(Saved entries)
-=-=-
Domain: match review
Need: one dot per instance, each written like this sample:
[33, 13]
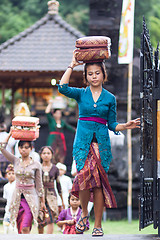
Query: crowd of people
[38, 183]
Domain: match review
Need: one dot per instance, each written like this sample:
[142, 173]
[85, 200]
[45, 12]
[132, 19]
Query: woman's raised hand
[74, 62]
[133, 124]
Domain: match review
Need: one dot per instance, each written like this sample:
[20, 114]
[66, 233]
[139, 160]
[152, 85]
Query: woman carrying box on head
[29, 193]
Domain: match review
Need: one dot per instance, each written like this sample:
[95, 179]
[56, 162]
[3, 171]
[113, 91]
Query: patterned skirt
[93, 176]
[24, 218]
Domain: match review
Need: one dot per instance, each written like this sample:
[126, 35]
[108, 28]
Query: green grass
[110, 227]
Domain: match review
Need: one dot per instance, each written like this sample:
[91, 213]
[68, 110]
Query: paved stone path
[77, 237]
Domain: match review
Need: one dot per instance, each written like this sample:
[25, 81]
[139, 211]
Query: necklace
[74, 214]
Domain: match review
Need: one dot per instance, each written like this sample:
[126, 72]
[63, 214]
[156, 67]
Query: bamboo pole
[158, 130]
[129, 144]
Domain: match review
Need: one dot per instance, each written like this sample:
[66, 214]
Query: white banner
[126, 34]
-=-=-
What this task involves ▸ Change every "match review" in the material to "scene review" and repeat the rest of the material unchanged. Leave the pictures out of your answer.

Written reply ▸
Domain: scene review
Need: one dot per instance, each written like this sample:
[33, 13]
Query: crowd of people
[38, 183]
Domain: scene review
Need: one dot per instance, each written like this sample:
[142, 173]
[85, 200]
[45, 12]
[132, 19]
Query: woman's raised hand
[74, 62]
[133, 124]
Domain: scene review
Need: one dot per instance, each written like this sample:
[20, 114]
[66, 233]
[139, 160]
[152, 85]
Query: woman carrying box on head
[29, 193]
Domain: scene review
Need: one dot per instance, each written like this sample:
[95, 179]
[56, 162]
[3, 171]
[113, 91]
Query: patterned skirt
[93, 176]
[24, 218]
Domain: scene review
Need: one dot per instance, each written like this sample:
[126, 35]
[108, 28]
Query: green grass
[110, 227]
Domain: scene review
Need: one dot per instance, each written like this sample:
[91, 213]
[68, 110]
Query: paved stone path
[77, 237]
Domain: scene review
Need: one dot per instance, each written like this sample:
[25, 81]
[139, 211]
Query: necklace
[74, 214]
Domain: scene review
Need: one dot per instance, each written like this sample:
[126, 72]
[63, 214]
[156, 67]
Query: bamboo pole
[158, 130]
[129, 144]
Domain: scene review
Need: one dot per instance, each written like this sample:
[66, 214]
Query: white banner
[126, 34]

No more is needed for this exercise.